--- START ---

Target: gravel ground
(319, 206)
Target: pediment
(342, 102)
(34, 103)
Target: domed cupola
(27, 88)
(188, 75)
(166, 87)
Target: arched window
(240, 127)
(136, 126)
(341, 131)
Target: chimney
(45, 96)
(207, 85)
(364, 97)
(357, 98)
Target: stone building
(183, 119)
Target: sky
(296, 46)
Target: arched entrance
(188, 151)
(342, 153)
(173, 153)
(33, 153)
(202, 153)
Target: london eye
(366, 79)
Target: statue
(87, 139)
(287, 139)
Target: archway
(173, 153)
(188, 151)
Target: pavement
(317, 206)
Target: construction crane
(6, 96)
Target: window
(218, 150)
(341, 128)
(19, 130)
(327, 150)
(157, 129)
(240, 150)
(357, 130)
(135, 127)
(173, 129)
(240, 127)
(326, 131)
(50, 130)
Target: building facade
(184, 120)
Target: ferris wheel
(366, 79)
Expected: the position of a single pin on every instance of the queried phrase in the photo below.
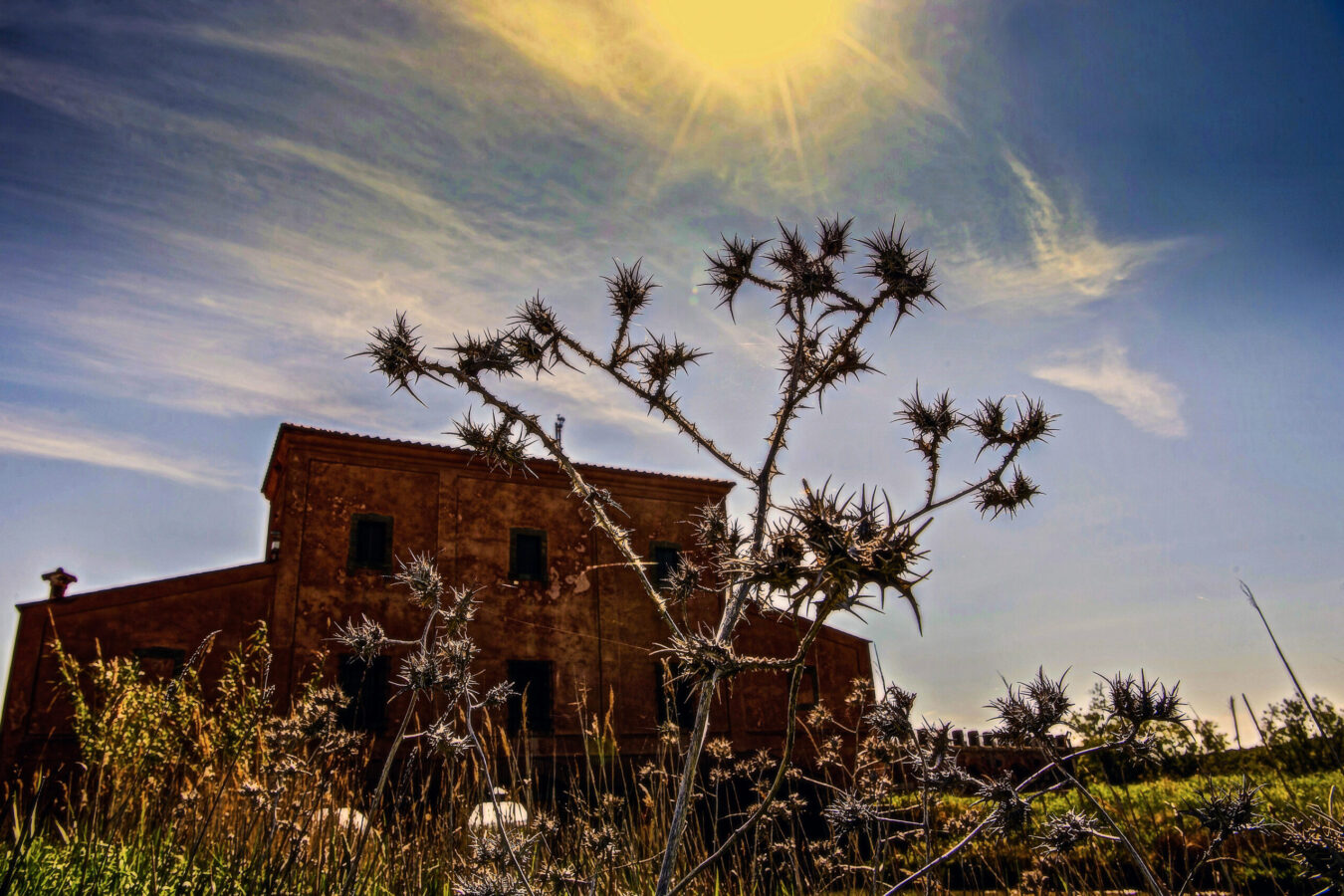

--- END ---

## Exercise objective
The records above should be written out exactly, and the images dropped.

## Answer section
Target: gravel ground
(319, 206)
Target: pediment
(342, 102)
(34, 103)
Target: domed cupola
(27, 88)
(188, 75)
(166, 87)
Target: arched window
(240, 127)
(136, 126)
(341, 131)
Target: chimney
(45, 96)
(207, 85)
(364, 97)
(357, 98)
Target: stone building
(183, 119)
Target: sky
(296, 46)
Target: arched entrance
(188, 151)
(342, 153)
(173, 153)
(33, 153)
(202, 153)
Target: london eye
(366, 79)
Target: statue
(87, 139)
(287, 139)
Target: archway
(173, 153)
(188, 151)
Target: pavement
(317, 206)
Target: construction crane
(6, 96)
Target: window
(218, 150)
(341, 128)
(19, 130)
(327, 150)
(157, 129)
(240, 150)
(357, 130)
(135, 127)
(173, 129)
(240, 127)
(326, 131)
(50, 130)
Target: building facade
(184, 120)
Target: ferris wheel
(366, 79)
Expected: the position of a single pin on every instance of the queried phrase in the photo below.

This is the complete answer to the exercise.